→ **Page extract**
== Segment start ==

Why it matters: Voters are facing 10 big questions that could redirect the state's approach on issues like crime and criminal justice, school funding, rent control and climate spending.
Here's a brief rundown on the ballot measures coming your way:
📚 Proposition 2: Allows the state to borrow $10 billion to fix and build school facilities, with $8.5 billion headed to K-12 schools and $1.5 billion to community colleges.
🏳️🌈 Proposition 3: Amends the California Constitution to remove language that still says a marriage can only be between a man and a woman.
🌎 Proposition 4: Allows the state to borrow $10 billion for climate spending, including $3.8 billion for water projects, $1.5 billion for wildfire prevention, $1.2 billion to mitigate sea-level rise and $1.2 billion for land conservation.
🗳️Proposition 5: Lowers the voter approval threshold needed for local housing and infrastructure bond measures from two-thirds to 55%.

== Segment end ==

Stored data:
== Segment start ==

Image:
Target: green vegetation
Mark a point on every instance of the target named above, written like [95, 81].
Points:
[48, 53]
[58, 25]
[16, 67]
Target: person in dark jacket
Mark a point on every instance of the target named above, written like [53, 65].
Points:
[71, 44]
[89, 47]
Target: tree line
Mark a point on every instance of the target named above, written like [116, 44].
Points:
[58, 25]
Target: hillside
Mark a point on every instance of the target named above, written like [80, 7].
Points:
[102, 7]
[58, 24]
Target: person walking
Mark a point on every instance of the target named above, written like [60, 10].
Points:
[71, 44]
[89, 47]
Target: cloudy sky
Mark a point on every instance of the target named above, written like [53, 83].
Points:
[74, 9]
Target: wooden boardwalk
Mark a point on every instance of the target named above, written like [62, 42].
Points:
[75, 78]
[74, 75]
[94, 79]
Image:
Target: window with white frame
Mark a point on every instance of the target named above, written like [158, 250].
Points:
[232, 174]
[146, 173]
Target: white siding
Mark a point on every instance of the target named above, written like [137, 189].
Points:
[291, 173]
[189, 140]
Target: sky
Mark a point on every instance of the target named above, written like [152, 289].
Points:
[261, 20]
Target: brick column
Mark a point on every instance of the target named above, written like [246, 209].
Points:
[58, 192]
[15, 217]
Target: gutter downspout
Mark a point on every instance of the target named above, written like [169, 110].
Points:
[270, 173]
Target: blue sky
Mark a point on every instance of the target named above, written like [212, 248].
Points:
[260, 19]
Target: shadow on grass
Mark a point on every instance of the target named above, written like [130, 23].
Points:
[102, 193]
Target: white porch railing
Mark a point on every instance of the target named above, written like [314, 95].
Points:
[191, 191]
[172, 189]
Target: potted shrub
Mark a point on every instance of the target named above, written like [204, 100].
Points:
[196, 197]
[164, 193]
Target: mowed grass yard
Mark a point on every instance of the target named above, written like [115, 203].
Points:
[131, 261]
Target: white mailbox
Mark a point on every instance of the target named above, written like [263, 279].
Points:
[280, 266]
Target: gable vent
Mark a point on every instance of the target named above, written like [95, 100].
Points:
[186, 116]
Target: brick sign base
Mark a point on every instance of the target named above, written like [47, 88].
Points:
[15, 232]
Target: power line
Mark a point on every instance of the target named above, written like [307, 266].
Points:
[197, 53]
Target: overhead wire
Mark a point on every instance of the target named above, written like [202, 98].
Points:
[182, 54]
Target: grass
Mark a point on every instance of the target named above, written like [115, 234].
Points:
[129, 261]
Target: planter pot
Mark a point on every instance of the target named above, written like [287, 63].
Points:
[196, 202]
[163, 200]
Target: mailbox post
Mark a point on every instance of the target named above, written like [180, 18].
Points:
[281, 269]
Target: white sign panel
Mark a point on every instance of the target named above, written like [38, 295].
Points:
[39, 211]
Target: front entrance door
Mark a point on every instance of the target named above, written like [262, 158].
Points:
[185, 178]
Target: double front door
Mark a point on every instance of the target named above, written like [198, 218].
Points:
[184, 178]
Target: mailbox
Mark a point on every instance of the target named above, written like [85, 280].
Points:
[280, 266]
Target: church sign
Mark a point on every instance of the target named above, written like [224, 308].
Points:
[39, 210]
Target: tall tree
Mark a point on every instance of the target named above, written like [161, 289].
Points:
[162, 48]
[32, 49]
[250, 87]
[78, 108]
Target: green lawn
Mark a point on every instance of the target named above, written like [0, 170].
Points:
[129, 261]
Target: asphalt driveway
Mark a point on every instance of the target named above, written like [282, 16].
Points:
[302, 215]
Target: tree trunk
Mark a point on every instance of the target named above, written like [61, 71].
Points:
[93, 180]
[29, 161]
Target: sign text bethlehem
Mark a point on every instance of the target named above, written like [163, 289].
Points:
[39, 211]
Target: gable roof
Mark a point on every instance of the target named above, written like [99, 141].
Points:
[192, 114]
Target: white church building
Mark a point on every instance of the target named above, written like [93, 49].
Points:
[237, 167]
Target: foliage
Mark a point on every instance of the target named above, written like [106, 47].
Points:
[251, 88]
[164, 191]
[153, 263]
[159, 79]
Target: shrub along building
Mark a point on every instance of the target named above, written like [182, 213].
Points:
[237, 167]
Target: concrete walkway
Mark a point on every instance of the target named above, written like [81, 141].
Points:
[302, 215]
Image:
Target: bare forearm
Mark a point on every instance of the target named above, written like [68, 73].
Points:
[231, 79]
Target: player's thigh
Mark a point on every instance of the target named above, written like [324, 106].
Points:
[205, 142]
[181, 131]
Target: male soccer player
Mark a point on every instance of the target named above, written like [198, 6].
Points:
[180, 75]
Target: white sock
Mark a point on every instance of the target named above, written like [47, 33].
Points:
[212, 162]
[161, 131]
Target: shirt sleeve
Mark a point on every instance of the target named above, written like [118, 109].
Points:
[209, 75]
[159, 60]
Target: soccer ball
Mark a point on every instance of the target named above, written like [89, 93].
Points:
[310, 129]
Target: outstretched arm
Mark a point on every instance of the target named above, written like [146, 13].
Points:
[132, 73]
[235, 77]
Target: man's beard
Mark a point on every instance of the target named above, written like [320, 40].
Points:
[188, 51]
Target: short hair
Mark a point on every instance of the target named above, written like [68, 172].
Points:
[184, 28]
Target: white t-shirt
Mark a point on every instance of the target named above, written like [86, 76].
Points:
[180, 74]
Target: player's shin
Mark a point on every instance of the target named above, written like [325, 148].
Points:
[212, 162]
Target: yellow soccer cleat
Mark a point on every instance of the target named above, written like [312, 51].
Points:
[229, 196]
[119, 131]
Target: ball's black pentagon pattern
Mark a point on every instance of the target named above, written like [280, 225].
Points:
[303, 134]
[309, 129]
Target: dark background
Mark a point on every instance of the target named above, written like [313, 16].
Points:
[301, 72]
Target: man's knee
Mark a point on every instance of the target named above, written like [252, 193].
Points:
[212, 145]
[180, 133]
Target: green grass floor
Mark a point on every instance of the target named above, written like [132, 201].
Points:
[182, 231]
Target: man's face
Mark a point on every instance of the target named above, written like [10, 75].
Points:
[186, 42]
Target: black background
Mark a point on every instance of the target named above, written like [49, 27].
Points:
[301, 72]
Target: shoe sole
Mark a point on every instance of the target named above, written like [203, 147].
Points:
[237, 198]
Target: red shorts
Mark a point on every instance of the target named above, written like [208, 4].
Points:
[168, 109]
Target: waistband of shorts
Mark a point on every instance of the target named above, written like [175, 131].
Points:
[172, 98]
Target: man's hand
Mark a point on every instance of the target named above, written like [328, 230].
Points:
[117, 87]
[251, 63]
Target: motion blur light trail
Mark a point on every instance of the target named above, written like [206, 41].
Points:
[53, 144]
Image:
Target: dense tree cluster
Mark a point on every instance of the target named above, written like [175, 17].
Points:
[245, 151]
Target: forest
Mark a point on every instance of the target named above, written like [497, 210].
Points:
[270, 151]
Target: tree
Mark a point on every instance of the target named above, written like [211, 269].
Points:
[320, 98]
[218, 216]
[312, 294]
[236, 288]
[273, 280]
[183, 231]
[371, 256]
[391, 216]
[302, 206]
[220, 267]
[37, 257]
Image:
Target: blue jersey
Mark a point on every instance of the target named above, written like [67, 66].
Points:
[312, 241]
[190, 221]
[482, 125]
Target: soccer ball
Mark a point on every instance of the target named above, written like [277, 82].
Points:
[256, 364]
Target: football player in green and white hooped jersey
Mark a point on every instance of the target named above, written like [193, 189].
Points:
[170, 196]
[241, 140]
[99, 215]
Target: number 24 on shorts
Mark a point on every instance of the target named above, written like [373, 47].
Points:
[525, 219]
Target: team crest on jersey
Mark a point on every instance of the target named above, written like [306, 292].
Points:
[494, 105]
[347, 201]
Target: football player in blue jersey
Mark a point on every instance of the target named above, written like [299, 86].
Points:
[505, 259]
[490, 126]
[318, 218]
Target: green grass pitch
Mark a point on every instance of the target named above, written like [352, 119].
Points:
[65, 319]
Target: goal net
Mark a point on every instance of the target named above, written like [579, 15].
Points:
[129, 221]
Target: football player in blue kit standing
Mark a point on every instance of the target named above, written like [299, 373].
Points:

== Segment end ==

→ **Explore the material**
(A) In the California ballot measures rundown, copy the part that opens with the words containing "Why it matters: Voters" and closes with "and a woman.", word for word.
(B) Extend the California ballot measures rundown past its last line, keeping the same format and tone.

→ **Task responses**
(A)
Why it matters: Voters are facing 10 big questions that could redirect the state's approach on issues like crime and criminal justice, school funding, rent control and climate spending.
Here's a brief rundown on the ballot measures coming your way:
📚 Proposition 2: Allows the state to borrow $10 billion to fix and build school facilities, with $8.5 billion headed to K-12 schools and $1.5 billion to community colleges.
🏳️🌈 Proposition 3: Amends the California Constitution to remove language that still says a marriage can only be between a man and a woman.

(B)
🚫 Proposition 6: Amends the state constitution to ban involuntary servitude as punishment for a crime, and disallow state prisons from disciplining inmates who refuse to work. Prisons can still give time credits in exchange for work.
💲Proposition 32: Increases the minimum wage from $16 to $18 for employees of companies with 26 or more worker in 2025, and for everyone in 2026. Inflation adjustments to the minimum wage resume in 2027.
🏡 Proposition 33: Allows local governments to implement rent control, eliminating the 1995 law known as Costa-Hawkins. Cities could also restrict how much a landlord could increase rent for a new tenant.
❤️🩹 Proposition 34: Forces certain health care groups to spend 98% of revenue earned in California on direct patient care.
- As CalMatters has covered, Prop. 34 is sponsored by landlords and appears to affect only the AIDS Healthcare Foundation, a nonprofit funding Prop. 33, its third attempted rent control measure.
🏥 Proposition 35: Makes a state tax on health plans that is due to expire at the end of 2026 permanent, beginning in 2027.
🚔 Proposition 36: Increases penalties for some drug and theft crimes, partially rolling back 2014's Proposition 47.